-- Start --

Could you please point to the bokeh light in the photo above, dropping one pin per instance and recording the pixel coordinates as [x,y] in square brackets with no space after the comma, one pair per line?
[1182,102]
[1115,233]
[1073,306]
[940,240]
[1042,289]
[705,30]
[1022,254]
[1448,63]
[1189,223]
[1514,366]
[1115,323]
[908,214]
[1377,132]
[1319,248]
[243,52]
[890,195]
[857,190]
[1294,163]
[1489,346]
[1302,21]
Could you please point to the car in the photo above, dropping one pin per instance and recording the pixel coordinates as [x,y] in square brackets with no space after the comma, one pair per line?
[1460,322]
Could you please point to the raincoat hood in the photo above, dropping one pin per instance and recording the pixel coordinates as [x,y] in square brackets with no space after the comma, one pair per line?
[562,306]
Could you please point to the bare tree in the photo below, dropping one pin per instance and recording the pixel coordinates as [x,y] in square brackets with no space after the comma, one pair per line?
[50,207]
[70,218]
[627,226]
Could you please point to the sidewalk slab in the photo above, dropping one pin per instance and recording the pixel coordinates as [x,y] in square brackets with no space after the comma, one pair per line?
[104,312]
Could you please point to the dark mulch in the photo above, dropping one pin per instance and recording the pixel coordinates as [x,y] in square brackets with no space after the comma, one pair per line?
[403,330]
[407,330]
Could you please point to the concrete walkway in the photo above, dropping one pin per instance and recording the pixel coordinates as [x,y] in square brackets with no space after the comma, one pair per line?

-- End --

Exercise prompt: Repeat all the entries word for word.

Expected output:
Could you please point to the bokeh light in the photo above, dropping one pin per instance and recording the pixel coordinates as [x,y] in square brackets with no space after the comma, one pair per line?
[1182,102]
[1115,233]
[1073,306]
[940,240]
[1042,289]
[705,30]
[1022,254]
[1448,63]
[1189,223]
[1514,366]
[1115,323]
[908,214]
[1377,132]
[1319,248]
[243,52]
[890,195]
[857,190]
[1294,163]
[1489,346]
[1302,21]
Could you please point to the car in the photo above, dropping one pin per instance and recording the pixel coordinates as [x,y] in square brackets with no space after the comma, one pair per line?
[1460,322]
Could you please point to the raincoat hood in the photo above, dropping one pin per instance and recording the pixel coordinates as [x,y] in square brackets with no space after the comma, one pair per line?
[562,306]
Could you please point to the bare tree in the photo below, dropping one pin per instance and recording the pixel coordinates as [x,y] in square brackets with no space after the comma, one pair per line?
[50,207]
[70,218]
[627,226]
Could you please point to the sidewalk slab in the photo above, dropping one pin per instance and recording the pixel coordinates as [x,y] in square brackets with no space after the comma, one pair per line?
[104,312]
Could you please point to the dark mulch in the photo above, dropping one pin per instance and recording the pixel coordinates as [x,y] in square brackets with no space after the comma, one pair per line?
[403,330]
[407,330]
Could you please point to the concrete walkway in the photo above, dropping one pin per instance and recording the pixel coordinates as [x,y] in square brackets with no space after the comma, one pair per line?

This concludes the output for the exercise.